Box-labeled dataset extracts:
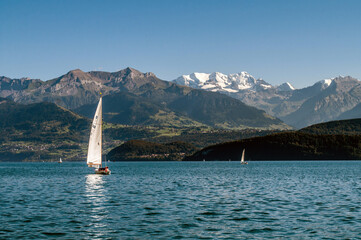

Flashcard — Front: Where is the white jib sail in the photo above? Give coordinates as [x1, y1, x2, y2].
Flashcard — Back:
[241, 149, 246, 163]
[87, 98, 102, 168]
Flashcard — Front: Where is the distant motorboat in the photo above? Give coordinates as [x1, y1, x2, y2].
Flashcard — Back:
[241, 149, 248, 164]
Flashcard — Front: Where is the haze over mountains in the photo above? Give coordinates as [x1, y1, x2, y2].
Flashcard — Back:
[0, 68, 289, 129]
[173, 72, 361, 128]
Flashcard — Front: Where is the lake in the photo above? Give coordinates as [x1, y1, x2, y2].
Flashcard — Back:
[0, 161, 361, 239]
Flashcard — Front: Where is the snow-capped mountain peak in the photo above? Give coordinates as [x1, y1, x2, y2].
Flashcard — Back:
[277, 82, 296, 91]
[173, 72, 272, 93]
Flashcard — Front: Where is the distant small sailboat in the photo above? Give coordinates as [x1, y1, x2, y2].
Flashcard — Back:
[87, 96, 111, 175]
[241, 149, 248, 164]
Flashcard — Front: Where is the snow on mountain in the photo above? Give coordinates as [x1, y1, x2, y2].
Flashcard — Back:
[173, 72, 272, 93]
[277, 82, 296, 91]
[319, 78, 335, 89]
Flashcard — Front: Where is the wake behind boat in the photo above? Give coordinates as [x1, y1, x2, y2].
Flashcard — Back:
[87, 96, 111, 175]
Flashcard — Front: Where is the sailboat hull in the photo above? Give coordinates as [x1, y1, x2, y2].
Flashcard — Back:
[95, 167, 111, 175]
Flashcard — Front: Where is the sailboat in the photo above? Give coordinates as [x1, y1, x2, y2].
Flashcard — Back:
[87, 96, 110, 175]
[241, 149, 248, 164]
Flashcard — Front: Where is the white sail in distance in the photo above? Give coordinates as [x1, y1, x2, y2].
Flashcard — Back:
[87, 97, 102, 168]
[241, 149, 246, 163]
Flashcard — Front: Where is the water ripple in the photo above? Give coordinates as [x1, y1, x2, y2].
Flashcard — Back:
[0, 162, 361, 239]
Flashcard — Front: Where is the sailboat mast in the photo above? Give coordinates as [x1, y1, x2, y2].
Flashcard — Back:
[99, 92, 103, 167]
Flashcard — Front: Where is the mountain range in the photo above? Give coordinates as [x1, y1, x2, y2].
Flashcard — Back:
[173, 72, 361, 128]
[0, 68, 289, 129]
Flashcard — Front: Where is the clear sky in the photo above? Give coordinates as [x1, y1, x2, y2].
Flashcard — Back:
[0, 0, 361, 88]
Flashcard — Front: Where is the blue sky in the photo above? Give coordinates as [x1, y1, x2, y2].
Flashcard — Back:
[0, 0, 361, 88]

** Objective **
Update the data above by replacing every "photo" with "image" and keeping everything else the same. Leave the pictures out of your answer.

** Final result **
Flashcard — Front: Where is the white jib sail in the image above? Give coordinates as [x1, y1, x2, y2].
Flashcard — Back:
[241, 149, 246, 163]
[87, 98, 102, 168]
Flashcard — Front: Where is the distant motorboat in the image above? Give coordinates as [x1, y1, x2, y2].
Flashcard — Back:
[241, 149, 248, 164]
Flashcard — Front: Where is the haze over mountains in the image above? Give coordinates as [x1, y1, x2, y2].
Flashcard — Back:
[0, 68, 289, 129]
[173, 72, 361, 128]
Flashcard — Front: Where is the lake in the image above? Give coordinates as [x1, y1, x2, y2].
Flashcard — Back:
[0, 161, 361, 239]
Flashcard — Front: Where is the snow-capped mountain peak in the image above? Give coordinates as [x1, y1, x2, y2].
Flashcard — Back:
[277, 82, 296, 91]
[173, 72, 272, 93]
Flashcard — Front: Where is the distant small sailboat in the image above? Give coordinates as [x1, y1, x2, y2].
Flashcard — Back:
[87, 96, 111, 175]
[241, 149, 248, 164]
Flashcard — Front: Where is the snow on mountain in the image above? Give coordinates as [x1, y1, x2, y2].
Flashcard — Back:
[173, 72, 272, 93]
[277, 82, 296, 91]
[319, 78, 335, 89]
Flashcard — Front: Where is the wake behind boat in the image above? Give coordinates as [x1, y1, x2, y2].
Flashcard — Back:
[87, 96, 111, 175]
Flashcard — Front: Where is the sailboat hull in the image above? Give coordinates as [x1, y1, x2, y2].
Flashcard — Back:
[95, 167, 111, 175]
Flashcard — Front: Where is the sailboat in the image above? Give coordinates as [x1, y1, x2, y2].
Flashcard — Back:
[87, 96, 110, 175]
[241, 149, 248, 164]
Flashcard — Front: Where is the white sail in distance in the image above? Give coordinates as [x1, y1, x2, y2].
Flashcard — Back:
[87, 97, 102, 168]
[241, 149, 246, 163]
Flashcard — Front: Where is the water ripple in the image above? Give coordinates as [x1, y1, x2, y2].
Flashcard — Back:
[0, 162, 361, 239]
Flashcard — Front: Where is the sailboat mast in the image above? Give coordinates as [x1, y1, x2, y2].
Flashcard — Back:
[99, 92, 103, 167]
Flashcard — Front: Where is the mountain range in the image above? Give coordinates as [x1, y1, x2, y2].
Flashcard — Back:
[173, 72, 361, 128]
[0, 68, 289, 129]
Flashcard — Front: Where is the clear sky in the image above? Give coordinates as [x1, y1, x2, y2].
Flashcard — Back:
[0, 0, 361, 88]
Flashcard — Front: Where is the blue sky in the image above? Give coordinates as [x1, y1, x2, y2].
Flashcard — Back:
[0, 0, 361, 88]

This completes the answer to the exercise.